Point annotations for photos
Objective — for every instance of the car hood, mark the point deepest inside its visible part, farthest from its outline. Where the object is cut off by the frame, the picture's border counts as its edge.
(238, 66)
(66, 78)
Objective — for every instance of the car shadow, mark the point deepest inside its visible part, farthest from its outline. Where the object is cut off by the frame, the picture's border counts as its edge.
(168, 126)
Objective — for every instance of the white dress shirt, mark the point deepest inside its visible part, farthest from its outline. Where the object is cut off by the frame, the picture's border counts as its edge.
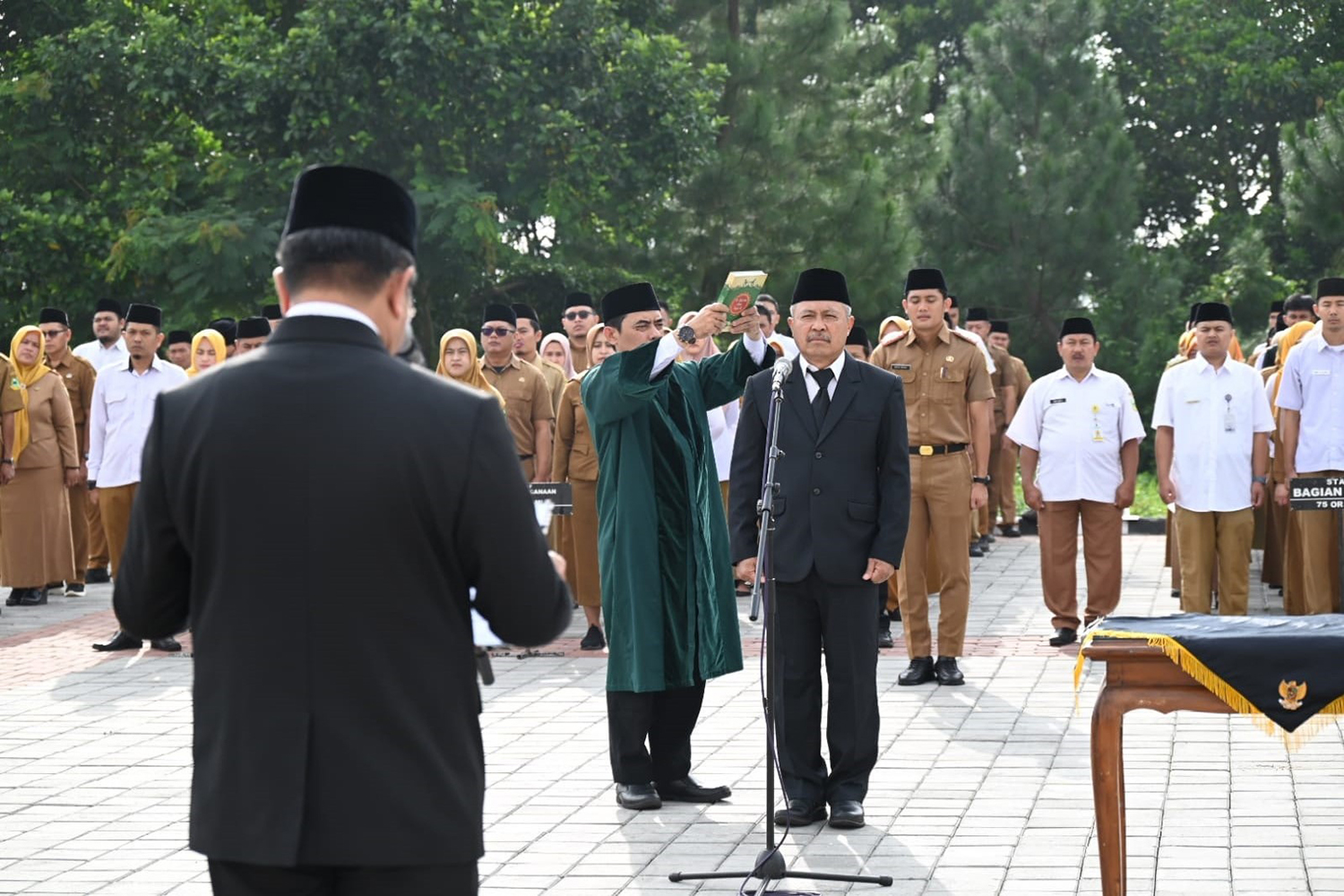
(1214, 417)
(835, 367)
(118, 421)
(102, 357)
(669, 349)
(332, 309)
(1314, 386)
(1077, 427)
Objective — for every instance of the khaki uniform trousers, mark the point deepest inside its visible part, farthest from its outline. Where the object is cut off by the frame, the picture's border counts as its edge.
(1311, 559)
(80, 528)
(940, 497)
(1058, 527)
(116, 504)
(97, 536)
(1003, 493)
(1209, 540)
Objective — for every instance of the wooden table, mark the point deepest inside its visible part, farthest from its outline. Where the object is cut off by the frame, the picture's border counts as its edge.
(1137, 677)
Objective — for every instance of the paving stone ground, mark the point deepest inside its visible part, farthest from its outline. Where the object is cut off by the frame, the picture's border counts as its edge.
(978, 790)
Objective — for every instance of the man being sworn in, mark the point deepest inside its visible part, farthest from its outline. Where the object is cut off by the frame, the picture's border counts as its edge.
(663, 541)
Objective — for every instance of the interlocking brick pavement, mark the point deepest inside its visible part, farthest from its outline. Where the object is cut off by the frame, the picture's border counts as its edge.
(978, 790)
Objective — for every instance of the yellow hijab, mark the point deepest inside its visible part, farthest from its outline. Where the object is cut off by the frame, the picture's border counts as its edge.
(217, 341)
(475, 379)
(1290, 338)
(23, 379)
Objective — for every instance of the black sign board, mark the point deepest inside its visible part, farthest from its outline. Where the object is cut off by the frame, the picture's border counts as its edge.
(561, 495)
(1316, 493)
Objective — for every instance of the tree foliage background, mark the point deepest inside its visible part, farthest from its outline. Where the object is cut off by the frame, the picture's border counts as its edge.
(1118, 159)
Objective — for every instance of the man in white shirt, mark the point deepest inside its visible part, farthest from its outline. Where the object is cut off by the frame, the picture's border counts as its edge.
(1311, 410)
(769, 311)
(108, 346)
(1078, 430)
(1212, 426)
(118, 422)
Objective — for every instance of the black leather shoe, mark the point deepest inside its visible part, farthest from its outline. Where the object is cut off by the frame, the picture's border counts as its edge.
(120, 641)
(32, 598)
(594, 640)
(918, 672)
(847, 814)
(800, 813)
(1064, 635)
(688, 790)
(946, 672)
(637, 797)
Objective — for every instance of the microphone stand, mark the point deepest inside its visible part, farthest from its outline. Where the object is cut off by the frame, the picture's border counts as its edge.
(771, 864)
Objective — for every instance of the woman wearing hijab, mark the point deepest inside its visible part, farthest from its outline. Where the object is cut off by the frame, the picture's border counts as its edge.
(1276, 524)
(575, 462)
(35, 505)
(457, 362)
(556, 349)
(207, 349)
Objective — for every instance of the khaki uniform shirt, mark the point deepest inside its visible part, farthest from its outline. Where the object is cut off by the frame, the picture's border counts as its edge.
(78, 375)
(527, 401)
(578, 357)
(11, 400)
(556, 379)
(940, 383)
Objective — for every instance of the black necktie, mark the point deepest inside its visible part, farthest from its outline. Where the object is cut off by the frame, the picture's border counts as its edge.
(822, 403)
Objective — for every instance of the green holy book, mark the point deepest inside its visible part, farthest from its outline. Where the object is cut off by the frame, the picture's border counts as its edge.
(739, 290)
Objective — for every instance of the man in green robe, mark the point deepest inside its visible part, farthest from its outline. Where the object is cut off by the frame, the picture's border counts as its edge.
(663, 540)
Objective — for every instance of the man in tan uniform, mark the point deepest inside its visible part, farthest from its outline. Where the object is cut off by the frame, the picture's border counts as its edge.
(527, 339)
(78, 376)
(527, 400)
(580, 316)
(1005, 405)
(948, 410)
(1003, 493)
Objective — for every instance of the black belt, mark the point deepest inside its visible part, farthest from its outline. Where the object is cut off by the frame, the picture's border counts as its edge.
(929, 450)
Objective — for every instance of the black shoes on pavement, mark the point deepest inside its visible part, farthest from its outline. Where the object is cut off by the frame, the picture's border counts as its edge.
(1064, 637)
(924, 669)
(594, 640)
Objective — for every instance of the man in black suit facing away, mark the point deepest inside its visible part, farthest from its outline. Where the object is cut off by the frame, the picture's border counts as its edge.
(338, 747)
(843, 509)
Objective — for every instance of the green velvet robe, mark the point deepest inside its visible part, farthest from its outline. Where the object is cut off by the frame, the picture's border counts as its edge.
(663, 543)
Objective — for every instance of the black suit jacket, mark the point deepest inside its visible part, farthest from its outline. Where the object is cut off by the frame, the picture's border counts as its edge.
(844, 490)
(319, 511)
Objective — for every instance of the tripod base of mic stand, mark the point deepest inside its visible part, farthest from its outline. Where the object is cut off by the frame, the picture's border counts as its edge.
(771, 866)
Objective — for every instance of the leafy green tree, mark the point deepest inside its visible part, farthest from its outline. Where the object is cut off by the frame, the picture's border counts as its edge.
(1035, 210)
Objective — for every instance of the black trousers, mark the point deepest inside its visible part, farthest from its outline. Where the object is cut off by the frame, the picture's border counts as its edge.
(666, 720)
(814, 614)
(238, 879)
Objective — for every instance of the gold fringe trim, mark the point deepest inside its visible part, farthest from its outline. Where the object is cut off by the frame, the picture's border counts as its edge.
(1191, 665)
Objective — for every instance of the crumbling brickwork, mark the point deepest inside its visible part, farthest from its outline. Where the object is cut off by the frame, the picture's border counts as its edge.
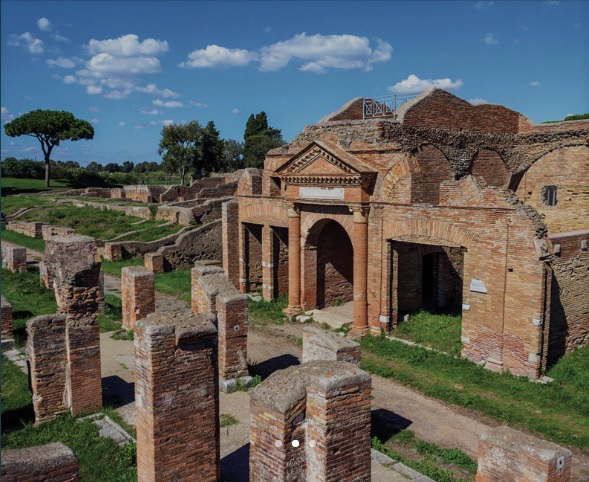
(176, 397)
(6, 318)
(75, 269)
(54, 462)
(508, 455)
(212, 292)
(137, 293)
(325, 345)
(311, 422)
(14, 258)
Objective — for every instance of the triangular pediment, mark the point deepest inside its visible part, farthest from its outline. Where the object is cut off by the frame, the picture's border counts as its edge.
(321, 158)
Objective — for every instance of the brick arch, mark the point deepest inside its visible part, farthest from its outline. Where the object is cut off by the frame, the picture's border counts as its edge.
(264, 213)
(420, 229)
(311, 219)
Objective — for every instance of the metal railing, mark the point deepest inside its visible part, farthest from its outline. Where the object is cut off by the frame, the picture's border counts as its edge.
(384, 106)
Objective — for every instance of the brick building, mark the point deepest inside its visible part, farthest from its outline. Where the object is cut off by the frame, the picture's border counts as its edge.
(442, 205)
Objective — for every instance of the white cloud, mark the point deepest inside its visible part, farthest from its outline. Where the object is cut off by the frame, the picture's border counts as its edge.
(322, 52)
(413, 84)
(94, 89)
(482, 5)
(169, 103)
(63, 62)
(490, 39)
(44, 24)
(214, 56)
(6, 115)
(32, 44)
(127, 46)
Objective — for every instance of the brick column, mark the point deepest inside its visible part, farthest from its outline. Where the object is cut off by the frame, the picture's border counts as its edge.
(267, 263)
(230, 233)
(360, 327)
(294, 261)
(138, 294)
(177, 397)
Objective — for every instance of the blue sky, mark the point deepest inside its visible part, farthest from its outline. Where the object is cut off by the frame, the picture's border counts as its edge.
(130, 67)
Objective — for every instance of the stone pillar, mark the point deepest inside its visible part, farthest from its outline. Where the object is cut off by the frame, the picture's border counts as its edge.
(508, 455)
(267, 263)
(311, 422)
(177, 397)
(54, 462)
(360, 327)
(138, 294)
(294, 261)
(47, 357)
(230, 234)
(75, 268)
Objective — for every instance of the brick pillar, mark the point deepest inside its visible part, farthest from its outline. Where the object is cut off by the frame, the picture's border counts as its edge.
(137, 293)
(508, 455)
(74, 265)
(267, 263)
(47, 357)
(294, 261)
(230, 234)
(360, 327)
(176, 397)
(54, 462)
(326, 413)
(6, 319)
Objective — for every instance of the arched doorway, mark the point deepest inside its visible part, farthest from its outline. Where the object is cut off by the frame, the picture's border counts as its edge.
(328, 266)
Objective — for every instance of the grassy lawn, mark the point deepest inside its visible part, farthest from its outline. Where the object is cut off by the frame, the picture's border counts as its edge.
(28, 298)
(36, 244)
(559, 411)
(101, 459)
(441, 332)
(99, 224)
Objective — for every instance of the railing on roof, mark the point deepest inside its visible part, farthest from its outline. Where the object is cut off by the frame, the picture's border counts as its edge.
(384, 106)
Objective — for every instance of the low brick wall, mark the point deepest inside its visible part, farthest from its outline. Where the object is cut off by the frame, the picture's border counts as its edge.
(507, 455)
(311, 422)
(325, 345)
(14, 258)
(176, 397)
(212, 292)
(54, 462)
(138, 294)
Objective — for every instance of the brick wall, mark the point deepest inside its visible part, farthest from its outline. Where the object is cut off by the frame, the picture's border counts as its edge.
(54, 462)
(213, 292)
(137, 293)
(322, 405)
(325, 345)
(176, 397)
(14, 258)
(509, 456)
(6, 319)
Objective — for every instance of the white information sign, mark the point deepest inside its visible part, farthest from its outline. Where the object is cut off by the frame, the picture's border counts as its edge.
(321, 192)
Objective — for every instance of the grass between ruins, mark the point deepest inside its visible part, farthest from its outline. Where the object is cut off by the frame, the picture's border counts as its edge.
(559, 411)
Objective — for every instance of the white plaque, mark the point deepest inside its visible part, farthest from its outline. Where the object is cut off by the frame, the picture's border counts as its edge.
(478, 286)
(321, 192)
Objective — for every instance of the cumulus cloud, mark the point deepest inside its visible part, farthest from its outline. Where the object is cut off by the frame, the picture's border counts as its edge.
(413, 84)
(214, 56)
(26, 40)
(490, 39)
(44, 24)
(6, 115)
(169, 103)
(316, 53)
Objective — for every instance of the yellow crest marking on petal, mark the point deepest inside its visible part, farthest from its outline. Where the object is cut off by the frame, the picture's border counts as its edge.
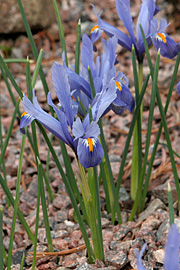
(96, 27)
(118, 85)
(163, 37)
(90, 144)
(24, 113)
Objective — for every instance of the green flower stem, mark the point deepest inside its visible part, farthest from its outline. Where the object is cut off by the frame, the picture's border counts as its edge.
(22, 262)
(98, 207)
(137, 140)
(37, 215)
(151, 111)
(91, 214)
(61, 33)
(113, 196)
(71, 195)
(105, 184)
(44, 208)
(71, 178)
(123, 160)
(30, 96)
(4, 146)
(16, 203)
(170, 203)
(163, 122)
(1, 237)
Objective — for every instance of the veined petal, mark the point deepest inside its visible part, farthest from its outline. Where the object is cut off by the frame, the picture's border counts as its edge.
(103, 101)
(26, 120)
(95, 33)
(124, 13)
(124, 99)
(168, 47)
(62, 87)
(172, 249)
(77, 129)
(90, 152)
(48, 121)
(178, 87)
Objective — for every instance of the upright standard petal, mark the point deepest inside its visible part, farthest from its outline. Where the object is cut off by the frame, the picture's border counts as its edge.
(168, 47)
(145, 17)
(34, 111)
(62, 87)
(171, 261)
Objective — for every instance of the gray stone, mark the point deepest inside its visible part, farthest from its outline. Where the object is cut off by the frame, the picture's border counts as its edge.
(40, 14)
(117, 258)
(158, 255)
(84, 266)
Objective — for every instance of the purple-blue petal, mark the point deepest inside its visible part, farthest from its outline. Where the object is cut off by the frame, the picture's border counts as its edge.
(62, 87)
(26, 120)
(89, 158)
(171, 261)
(48, 121)
(77, 129)
(178, 87)
(169, 48)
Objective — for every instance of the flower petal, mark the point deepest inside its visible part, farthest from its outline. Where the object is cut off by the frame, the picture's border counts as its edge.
(168, 47)
(62, 87)
(26, 120)
(90, 152)
(48, 121)
(178, 87)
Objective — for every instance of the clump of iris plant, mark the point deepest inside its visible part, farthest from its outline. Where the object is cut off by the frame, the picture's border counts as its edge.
(81, 136)
(153, 33)
(76, 126)
(171, 260)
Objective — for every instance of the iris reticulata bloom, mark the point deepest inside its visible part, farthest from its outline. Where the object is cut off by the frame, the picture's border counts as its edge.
(103, 70)
(147, 10)
(82, 137)
(168, 47)
(171, 260)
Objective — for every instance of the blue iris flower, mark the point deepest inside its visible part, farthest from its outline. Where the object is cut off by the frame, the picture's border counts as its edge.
(103, 71)
(82, 137)
(147, 10)
(168, 47)
(171, 261)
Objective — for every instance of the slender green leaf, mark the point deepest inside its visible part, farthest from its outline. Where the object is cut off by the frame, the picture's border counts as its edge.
(1, 237)
(16, 203)
(61, 32)
(170, 203)
(77, 52)
(151, 111)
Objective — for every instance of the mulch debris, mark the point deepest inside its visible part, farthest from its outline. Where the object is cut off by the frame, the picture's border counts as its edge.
(120, 241)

DO THIS ▸
Reproduce the rows starting at the one that contains "Objective — for every instance of the black suit" and ending at the one that contains "(1035, 210)", switching "jacket" to "blazer" and leaving everything else unchanged.

TASK SOLUTION ▸
Objective — for every instance of the black suit blazer, mark the point deepest inside its visible part, farthest from its outline. Where the object is cut off by the frame, the picture's border counts as its edge.
(844, 490)
(319, 511)
Objective — for every instance of the tripod base of mic stand, mark the point deepest inside its visible part, farthest from its outline. Where the object is cut off by the frame, the picture's border counts as its edge.
(771, 866)
Objective — for every instance of the leafy green tree, mark the point deepest inside its visible part, farthest from its outline. Where the object is cut off by the frame, the picture's border counts as its edge.
(1035, 210)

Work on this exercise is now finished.